START Given text

- Native name: 林 就長
- Nicknames: Hayashi Saburōzaemon Shigesato (林三郎左衛門重眞) Hayashi Moku-no-jō (林木工允) Hayashi Tosa-no-kami (林土佐守) Hayashi Hizen-no-kami (林肥前守) Toyotomi no asomi Narinaga (豊臣朝臣就長) Dōhan (道範)
- Born: 1517 Doi, Kawajiri, Bingo
- Died: July 19, 1605 (aged 87 or 88) Aka Castle, Bingo
- Allegiance: Yukimatsu clan (行松氏) Yamana clan Mōri clan Mōri Motonari Toyotomi clan Toyotomi Hideyoshi Tokugawa clan Tokugawa Ieyasu
- Rank: Naifū (内府) Honsa (本佐) Yōtsugi (与次) Ukyō (右京) Moku-no-jō (木工允) Lord of Matsuoka Castle (松岡城主) Lord of Mukaiyama Castle (向山城主) Lord of Aka Castle (赤城主) Karō (家老 house elder) Yamashiro-no-kami (山城守) Tosa-no-kami (土佐守) Hizen-no-kami (肥前守) Toyotomi-no-asomi (豊臣朝臣) Ju go-i-no-ge (従五位下) Ginzan-Bugyō (銀山奉行) Bugyō
- Conflicts: Siege of Toda Castle; Siege of Kozuki Castle; Kyūshū Campaign; Japanese invasions of Korea; Siege of Tachibana (1569); Battle of Nunobeyama (1570); ...many others;
- Relations: Father: Kikuchi Takenaga (菊池武長) Mother: unknown

= Hayashi Narinaga =

Japanese samurai

Hayashi Narinaga (林 就長) was a samurai during the Sengoku period, retainer of the Mōri clan and was a ji-samurai (koku-jin-ryōshū) of southern Bingo Province. He held many positions including karō (clan elder) serving Mōri Motonari and his father Mōri Hiromoto in diplomatic missions with Toyotomi Hideyoshi. Narinaga was a bugyō under Mōri Terumoto. From Hideyoshi he received the rank of Hizen-no-kami (肥前守). He served as diplomat between the Mōri and Hideyoshi. Later he was bestowed the 5th court rank, junior grade Ju go-i-no-ge (従五位). The character "nari, 就" came from his lord Mōri Motonari and "naga, 長" from his father Kikuchi Takenaga. Narinaga was one of the few to live through all the Sengoku period.

END Given text
START Provided material

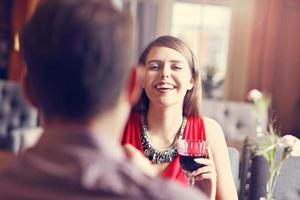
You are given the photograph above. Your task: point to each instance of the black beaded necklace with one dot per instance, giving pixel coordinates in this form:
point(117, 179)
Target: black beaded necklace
point(156, 155)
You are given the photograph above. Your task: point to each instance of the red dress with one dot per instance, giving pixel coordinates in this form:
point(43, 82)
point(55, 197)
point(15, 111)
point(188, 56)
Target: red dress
point(194, 130)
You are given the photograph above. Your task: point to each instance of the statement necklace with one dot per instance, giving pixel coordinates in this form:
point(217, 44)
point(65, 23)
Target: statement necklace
point(156, 155)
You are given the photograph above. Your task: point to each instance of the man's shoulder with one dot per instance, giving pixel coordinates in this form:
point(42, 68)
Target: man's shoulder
point(164, 190)
point(161, 189)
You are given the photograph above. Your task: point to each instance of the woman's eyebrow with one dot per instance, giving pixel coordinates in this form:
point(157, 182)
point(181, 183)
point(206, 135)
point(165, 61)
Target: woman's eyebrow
point(159, 61)
point(156, 61)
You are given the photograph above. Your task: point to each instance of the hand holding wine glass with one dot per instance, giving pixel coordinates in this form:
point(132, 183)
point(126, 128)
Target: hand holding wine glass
point(196, 160)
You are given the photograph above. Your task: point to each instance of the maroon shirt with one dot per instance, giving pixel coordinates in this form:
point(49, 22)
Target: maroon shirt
point(74, 165)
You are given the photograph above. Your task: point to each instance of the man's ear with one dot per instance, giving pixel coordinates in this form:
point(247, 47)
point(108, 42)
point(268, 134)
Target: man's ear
point(134, 86)
point(191, 84)
point(28, 92)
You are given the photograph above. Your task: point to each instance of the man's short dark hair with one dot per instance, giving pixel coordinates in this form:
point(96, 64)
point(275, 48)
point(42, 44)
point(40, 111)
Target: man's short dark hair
point(78, 56)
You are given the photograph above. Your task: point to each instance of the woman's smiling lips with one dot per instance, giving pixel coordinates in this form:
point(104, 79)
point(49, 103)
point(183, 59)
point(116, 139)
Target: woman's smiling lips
point(163, 87)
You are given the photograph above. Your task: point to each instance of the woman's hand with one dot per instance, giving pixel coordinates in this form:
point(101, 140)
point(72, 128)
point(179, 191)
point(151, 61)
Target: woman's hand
point(206, 176)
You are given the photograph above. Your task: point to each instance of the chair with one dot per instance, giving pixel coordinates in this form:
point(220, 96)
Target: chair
point(238, 121)
point(15, 113)
point(236, 118)
point(287, 186)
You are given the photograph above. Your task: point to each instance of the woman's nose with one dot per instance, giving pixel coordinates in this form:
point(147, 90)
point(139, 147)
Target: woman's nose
point(165, 72)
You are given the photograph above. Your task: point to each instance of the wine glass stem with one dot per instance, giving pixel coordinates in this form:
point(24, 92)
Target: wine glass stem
point(191, 180)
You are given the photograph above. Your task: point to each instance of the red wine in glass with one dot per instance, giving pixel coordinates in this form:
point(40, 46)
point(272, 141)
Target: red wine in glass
point(189, 150)
point(188, 163)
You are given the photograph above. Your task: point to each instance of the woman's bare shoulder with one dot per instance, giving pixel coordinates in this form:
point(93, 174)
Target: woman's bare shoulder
point(212, 127)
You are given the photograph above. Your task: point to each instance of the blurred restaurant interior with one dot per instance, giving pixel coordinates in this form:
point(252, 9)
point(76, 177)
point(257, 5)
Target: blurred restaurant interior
point(240, 45)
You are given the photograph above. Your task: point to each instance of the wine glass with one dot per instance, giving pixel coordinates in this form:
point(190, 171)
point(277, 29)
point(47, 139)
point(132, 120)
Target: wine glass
point(189, 150)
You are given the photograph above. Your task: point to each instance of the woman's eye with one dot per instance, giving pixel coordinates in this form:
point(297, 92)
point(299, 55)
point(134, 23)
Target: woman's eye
point(153, 67)
point(176, 67)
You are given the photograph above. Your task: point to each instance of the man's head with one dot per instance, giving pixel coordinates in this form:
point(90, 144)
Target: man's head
point(78, 57)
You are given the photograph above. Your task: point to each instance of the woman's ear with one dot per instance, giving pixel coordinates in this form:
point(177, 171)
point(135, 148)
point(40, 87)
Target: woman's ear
point(28, 92)
point(191, 84)
point(135, 84)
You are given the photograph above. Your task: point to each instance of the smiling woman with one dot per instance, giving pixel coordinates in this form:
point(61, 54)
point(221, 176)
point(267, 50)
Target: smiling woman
point(168, 111)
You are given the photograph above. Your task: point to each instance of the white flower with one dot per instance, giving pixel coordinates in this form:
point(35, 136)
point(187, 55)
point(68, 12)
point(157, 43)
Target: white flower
point(291, 141)
point(254, 95)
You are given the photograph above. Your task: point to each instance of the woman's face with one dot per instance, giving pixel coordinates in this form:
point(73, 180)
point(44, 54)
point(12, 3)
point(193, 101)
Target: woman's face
point(167, 77)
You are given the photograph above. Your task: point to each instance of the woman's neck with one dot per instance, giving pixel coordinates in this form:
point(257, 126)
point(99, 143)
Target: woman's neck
point(164, 122)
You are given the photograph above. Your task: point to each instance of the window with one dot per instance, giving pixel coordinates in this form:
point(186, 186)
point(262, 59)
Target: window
point(205, 28)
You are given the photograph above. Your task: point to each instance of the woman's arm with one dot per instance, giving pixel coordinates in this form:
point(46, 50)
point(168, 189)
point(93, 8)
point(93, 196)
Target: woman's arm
point(225, 184)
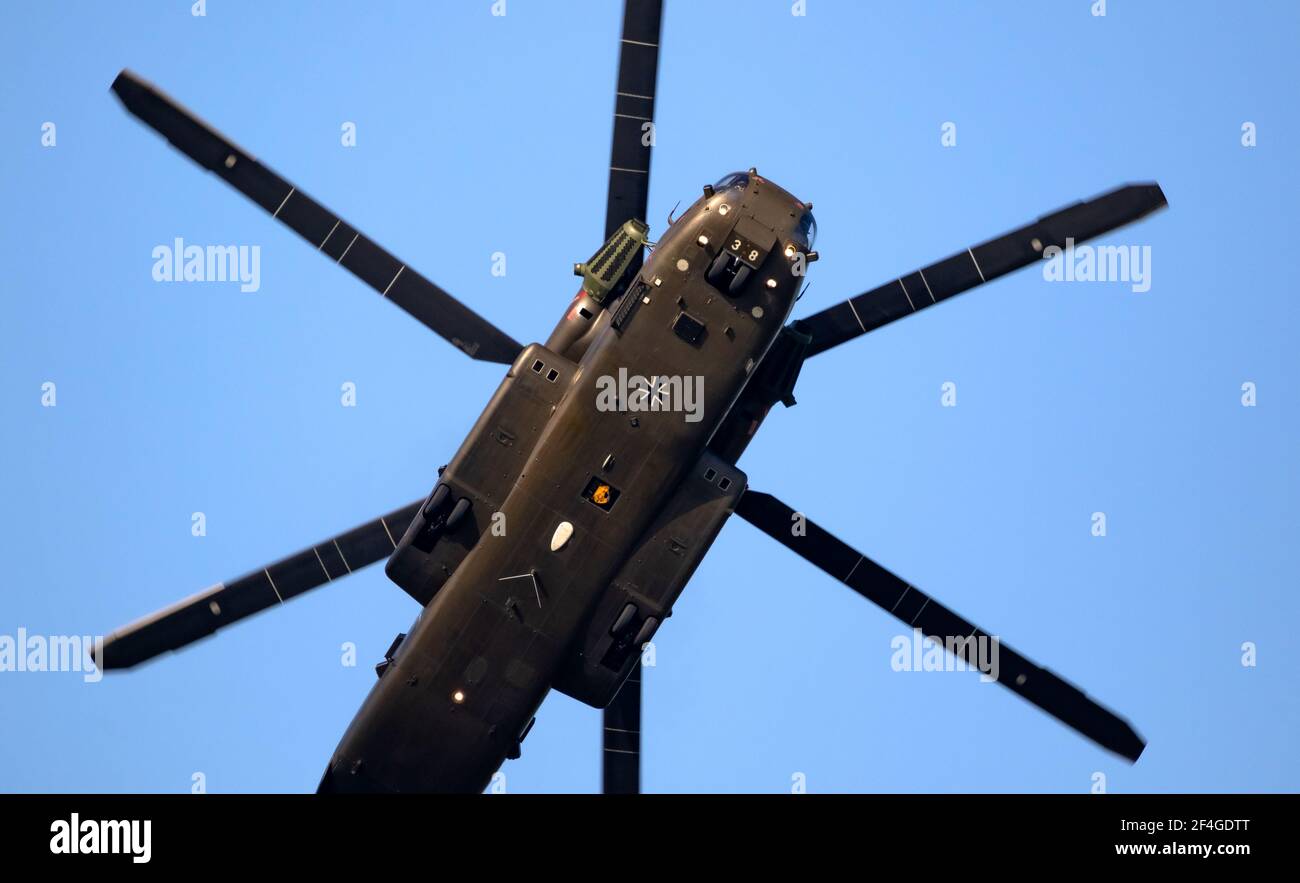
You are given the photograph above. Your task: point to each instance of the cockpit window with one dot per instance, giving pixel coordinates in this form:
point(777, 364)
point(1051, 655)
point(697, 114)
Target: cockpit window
point(807, 225)
point(739, 180)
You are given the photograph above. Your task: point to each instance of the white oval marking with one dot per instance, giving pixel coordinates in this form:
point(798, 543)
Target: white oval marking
point(562, 536)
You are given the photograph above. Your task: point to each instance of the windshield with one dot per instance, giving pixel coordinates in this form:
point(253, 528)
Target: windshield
point(807, 226)
point(739, 180)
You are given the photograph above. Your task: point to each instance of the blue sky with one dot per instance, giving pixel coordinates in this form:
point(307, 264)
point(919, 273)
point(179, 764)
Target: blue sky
point(480, 134)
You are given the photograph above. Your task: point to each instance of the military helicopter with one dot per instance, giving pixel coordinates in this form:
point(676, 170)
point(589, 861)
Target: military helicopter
point(558, 537)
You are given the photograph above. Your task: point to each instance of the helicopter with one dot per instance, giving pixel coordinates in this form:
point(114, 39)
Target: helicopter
point(557, 540)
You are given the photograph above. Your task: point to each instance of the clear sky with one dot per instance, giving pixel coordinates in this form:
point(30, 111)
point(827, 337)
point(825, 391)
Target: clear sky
point(481, 134)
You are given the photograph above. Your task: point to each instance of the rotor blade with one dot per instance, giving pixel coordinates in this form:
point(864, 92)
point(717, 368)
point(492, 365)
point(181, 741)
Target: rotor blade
point(204, 613)
point(323, 229)
point(633, 109)
point(980, 264)
point(622, 764)
point(1056, 696)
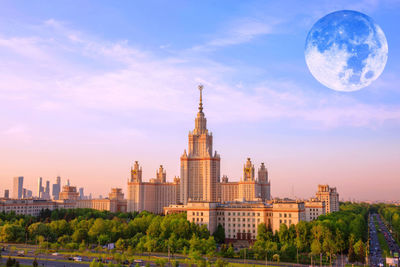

END Provided material

What you need to do:
Do these statements agree with the text on Hayashi Narinaga? Answer yes or no for each, quoting the words of the text that decide it.
1. Hayashi Narinaga received the rank of Hizen-no-kami from Toyotomi Hideyoshi.
2. The character "naga" in his name came from Mōri Motonari.
3. He died at Aka Castle.

Exercise result:
1. Yes: “From Hideyoshi he received the rank of Hizen-no-kami (肥前守).”
2. No: “"naga, 長" from his father Kikuchi Takenaga”
3. Yes: “Died: July 19, 1605 (aged 87 or 88) Aka Castle, Bingo”